[BEGIN]

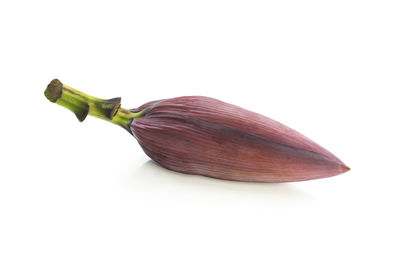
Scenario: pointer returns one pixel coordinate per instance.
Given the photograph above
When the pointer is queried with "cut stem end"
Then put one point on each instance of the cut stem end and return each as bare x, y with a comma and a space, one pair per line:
82, 105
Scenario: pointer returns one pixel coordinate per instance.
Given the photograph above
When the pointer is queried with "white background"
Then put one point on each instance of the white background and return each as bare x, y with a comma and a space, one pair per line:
84, 194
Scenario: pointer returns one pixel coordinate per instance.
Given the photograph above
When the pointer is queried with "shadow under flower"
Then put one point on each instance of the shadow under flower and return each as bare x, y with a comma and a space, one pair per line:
151, 175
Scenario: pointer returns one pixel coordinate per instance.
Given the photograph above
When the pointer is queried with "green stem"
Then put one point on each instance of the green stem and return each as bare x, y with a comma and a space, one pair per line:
82, 105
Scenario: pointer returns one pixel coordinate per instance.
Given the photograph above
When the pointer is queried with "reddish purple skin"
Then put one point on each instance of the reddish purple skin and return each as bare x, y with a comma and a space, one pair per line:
202, 135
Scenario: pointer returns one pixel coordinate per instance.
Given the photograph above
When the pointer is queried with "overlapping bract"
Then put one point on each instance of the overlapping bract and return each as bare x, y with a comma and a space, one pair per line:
202, 135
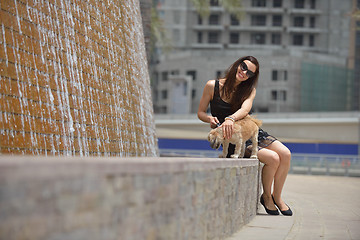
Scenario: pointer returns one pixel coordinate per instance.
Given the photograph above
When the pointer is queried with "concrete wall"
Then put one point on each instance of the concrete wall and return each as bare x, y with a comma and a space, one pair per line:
128, 198
74, 79
327, 127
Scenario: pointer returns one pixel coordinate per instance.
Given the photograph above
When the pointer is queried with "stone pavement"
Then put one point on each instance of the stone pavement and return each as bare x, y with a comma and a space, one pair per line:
324, 207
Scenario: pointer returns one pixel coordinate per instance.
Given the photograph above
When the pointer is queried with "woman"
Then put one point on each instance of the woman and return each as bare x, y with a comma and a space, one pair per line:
231, 99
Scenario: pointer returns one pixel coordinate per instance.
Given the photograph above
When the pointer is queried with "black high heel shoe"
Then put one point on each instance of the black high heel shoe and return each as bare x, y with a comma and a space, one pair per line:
286, 212
271, 212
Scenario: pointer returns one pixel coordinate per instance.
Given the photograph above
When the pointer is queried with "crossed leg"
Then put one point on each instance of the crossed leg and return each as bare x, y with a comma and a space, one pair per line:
276, 158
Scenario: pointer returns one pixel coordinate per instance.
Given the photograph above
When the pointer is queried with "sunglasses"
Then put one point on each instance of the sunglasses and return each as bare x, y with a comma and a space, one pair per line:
244, 67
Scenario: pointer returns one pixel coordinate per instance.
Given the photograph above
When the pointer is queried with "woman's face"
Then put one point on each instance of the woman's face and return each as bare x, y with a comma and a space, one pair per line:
245, 70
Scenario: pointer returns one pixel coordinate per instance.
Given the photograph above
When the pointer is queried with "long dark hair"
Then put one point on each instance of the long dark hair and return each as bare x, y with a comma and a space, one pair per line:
244, 89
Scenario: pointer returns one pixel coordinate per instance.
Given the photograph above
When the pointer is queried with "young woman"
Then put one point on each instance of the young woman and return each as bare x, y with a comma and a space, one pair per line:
231, 99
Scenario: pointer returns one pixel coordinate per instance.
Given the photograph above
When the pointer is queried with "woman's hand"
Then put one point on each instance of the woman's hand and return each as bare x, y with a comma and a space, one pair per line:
228, 128
214, 122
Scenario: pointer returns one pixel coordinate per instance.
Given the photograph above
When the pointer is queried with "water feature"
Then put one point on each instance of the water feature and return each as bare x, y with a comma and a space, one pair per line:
74, 79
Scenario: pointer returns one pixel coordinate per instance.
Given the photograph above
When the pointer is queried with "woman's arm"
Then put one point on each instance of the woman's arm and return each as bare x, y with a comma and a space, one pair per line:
228, 125
204, 103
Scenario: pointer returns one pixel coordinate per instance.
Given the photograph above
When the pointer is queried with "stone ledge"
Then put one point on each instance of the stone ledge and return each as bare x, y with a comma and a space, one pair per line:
126, 198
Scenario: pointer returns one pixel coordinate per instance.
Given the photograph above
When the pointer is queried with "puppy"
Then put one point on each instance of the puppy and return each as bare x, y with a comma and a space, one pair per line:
244, 129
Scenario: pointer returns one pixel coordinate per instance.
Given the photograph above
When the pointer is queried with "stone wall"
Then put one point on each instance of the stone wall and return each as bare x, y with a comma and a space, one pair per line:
74, 79
137, 198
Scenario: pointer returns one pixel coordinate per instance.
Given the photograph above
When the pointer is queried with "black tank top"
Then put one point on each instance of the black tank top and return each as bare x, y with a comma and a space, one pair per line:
219, 108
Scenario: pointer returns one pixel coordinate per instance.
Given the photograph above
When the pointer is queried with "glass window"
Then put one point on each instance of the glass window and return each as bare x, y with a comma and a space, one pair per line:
214, 2
234, 37
312, 22
298, 21
234, 21
164, 94
164, 76
213, 37
274, 75
258, 38
258, 3
192, 73
199, 36
312, 4
298, 40
193, 93
277, 20
311, 41
214, 19
258, 20
276, 38
299, 3
199, 20
273, 95
277, 3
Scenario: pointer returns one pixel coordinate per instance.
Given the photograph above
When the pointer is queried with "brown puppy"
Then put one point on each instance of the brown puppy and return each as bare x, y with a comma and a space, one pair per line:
244, 129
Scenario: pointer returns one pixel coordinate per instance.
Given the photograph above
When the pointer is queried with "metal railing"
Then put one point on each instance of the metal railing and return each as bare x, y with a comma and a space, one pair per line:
311, 164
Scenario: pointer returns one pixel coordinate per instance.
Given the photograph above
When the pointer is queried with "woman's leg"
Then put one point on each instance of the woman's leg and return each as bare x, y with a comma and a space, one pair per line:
282, 171
271, 160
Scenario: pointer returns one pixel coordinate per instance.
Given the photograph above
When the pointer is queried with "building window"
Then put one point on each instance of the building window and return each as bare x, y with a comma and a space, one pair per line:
175, 72
164, 94
258, 3
311, 41
258, 38
199, 40
277, 3
199, 20
312, 4
213, 37
274, 95
276, 39
274, 75
214, 19
258, 20
164, 76
278, 95
298, 40
192, 73
234, 38
234, 21
282, 95
214, 2
299, 3
298, 21
277, 20
312, 22
193, 93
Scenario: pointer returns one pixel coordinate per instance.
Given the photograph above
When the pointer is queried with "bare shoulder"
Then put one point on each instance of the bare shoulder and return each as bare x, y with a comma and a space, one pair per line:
210, 85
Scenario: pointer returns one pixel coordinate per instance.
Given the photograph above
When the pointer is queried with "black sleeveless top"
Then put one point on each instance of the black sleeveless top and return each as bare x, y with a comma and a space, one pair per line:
219, 108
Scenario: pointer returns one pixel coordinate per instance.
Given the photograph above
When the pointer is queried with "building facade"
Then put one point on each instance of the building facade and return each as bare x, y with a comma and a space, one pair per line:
285, 36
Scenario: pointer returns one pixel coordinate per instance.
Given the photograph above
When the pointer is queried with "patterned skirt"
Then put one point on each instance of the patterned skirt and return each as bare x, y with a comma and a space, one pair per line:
264, 140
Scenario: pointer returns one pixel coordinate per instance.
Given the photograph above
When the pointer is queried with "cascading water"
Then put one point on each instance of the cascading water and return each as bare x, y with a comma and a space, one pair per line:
74, 80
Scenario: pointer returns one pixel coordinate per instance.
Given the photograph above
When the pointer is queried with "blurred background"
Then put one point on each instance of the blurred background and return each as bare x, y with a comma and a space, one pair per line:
308, 91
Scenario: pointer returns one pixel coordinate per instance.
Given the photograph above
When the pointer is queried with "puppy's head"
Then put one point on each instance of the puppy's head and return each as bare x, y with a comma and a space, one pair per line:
215, 138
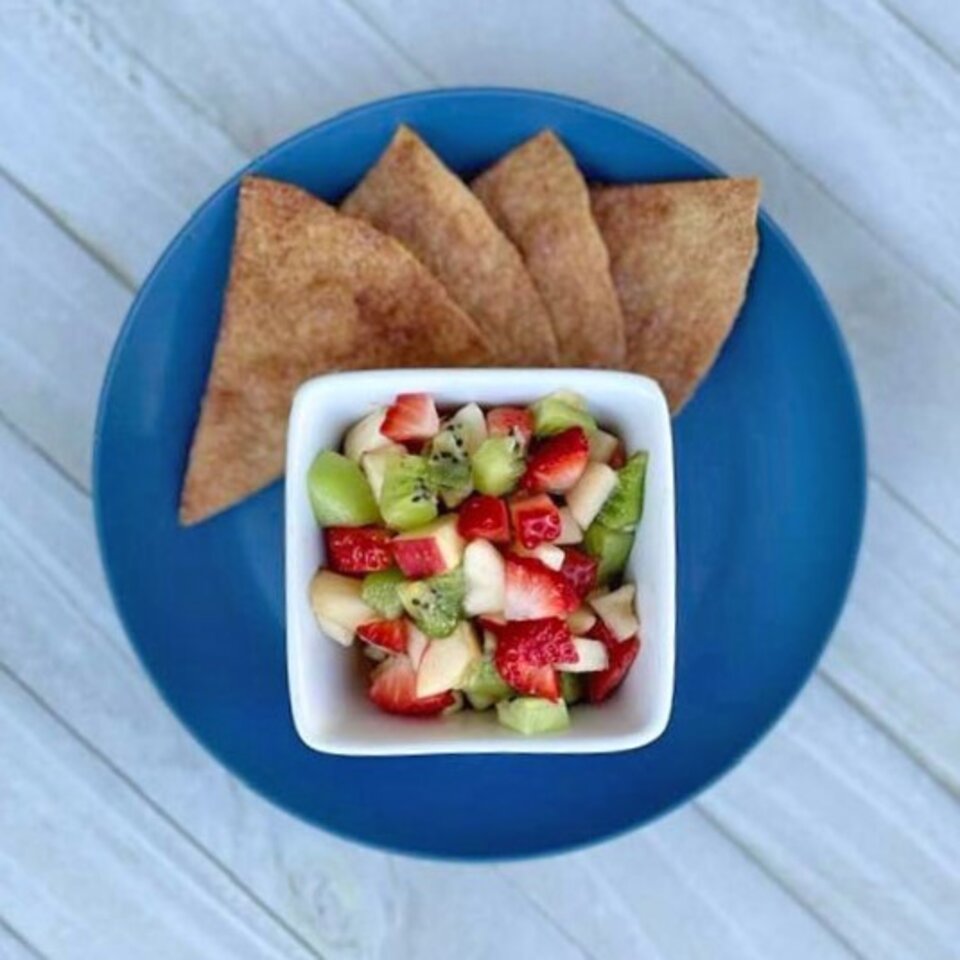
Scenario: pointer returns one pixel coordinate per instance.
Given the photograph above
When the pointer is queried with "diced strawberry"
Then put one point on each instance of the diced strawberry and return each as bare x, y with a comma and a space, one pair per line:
413, 416
536, 520
534, 591
622, 655
527, 652
358, 549
386, 634
506, 421
580, 570
557, 463
393, 688
485, 517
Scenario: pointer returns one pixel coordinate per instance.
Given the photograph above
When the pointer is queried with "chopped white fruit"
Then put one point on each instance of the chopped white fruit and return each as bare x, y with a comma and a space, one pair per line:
474, 425
365, 435
570, 531
603, 446
374, 465
581, 620
590, 492
429, 550
549, 555
570, 397
445, 662
337, 603
617, 611
591, 656
484, 574
416, 644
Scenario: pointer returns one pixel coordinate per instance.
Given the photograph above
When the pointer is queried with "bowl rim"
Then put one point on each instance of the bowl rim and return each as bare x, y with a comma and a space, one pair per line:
535, 382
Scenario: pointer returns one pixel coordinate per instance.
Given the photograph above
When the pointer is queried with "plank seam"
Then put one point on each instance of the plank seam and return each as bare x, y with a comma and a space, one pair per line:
159, 811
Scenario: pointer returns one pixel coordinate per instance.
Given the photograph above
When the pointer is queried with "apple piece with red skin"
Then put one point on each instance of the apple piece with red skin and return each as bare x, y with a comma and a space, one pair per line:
430, 550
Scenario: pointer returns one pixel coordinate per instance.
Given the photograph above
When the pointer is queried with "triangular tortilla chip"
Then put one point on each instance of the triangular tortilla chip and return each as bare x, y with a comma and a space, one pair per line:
539, 198
310, 291
680, 254
411, 195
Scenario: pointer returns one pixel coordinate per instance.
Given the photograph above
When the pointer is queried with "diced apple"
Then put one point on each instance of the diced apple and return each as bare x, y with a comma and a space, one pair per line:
581, 620
374, 465
570, 532
338, 605
590, 492
365, 435
603, 446
474, 425
617, 611
485, 575
549, 555
446, 661
427, 551
416, 644
591, 656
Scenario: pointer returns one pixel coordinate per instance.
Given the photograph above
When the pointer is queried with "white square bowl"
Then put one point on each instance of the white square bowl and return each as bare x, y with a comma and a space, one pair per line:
327, 688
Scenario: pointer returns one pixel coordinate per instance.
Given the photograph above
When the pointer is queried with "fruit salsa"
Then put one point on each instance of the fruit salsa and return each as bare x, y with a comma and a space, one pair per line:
479, 557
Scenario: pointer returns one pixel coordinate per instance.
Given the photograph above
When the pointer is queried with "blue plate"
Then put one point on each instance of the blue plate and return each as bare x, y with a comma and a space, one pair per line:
771, 491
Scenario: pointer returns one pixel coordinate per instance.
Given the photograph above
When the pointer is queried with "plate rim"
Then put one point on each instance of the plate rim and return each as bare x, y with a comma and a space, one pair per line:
858, 452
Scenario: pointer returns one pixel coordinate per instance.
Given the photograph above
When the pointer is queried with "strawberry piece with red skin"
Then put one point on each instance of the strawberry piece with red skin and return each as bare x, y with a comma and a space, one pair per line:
534, 591
484, 517
622, 654
393, 688
386, 634
535, 519
412, 417
527, 652
580, 570
558, 462
358, 549
507, 421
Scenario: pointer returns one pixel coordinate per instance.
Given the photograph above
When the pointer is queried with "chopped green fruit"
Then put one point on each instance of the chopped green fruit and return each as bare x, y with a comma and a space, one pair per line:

[END]

§ Directions
Which lines of the records contain the string "chopped"? Pull out each of those lines in full.

§ Correct answer
When the pointer is queried with "chopped white fruit"
Then put one point on each instance of the chopped white fruit and return each as bare x, y with a comma and a space, one pair per line:
When the pointer is queried with "chopped green fruit"
Then put one point on each instance of the chopped green fruit and return each as bare x, y with a comma and a space, one pair per line:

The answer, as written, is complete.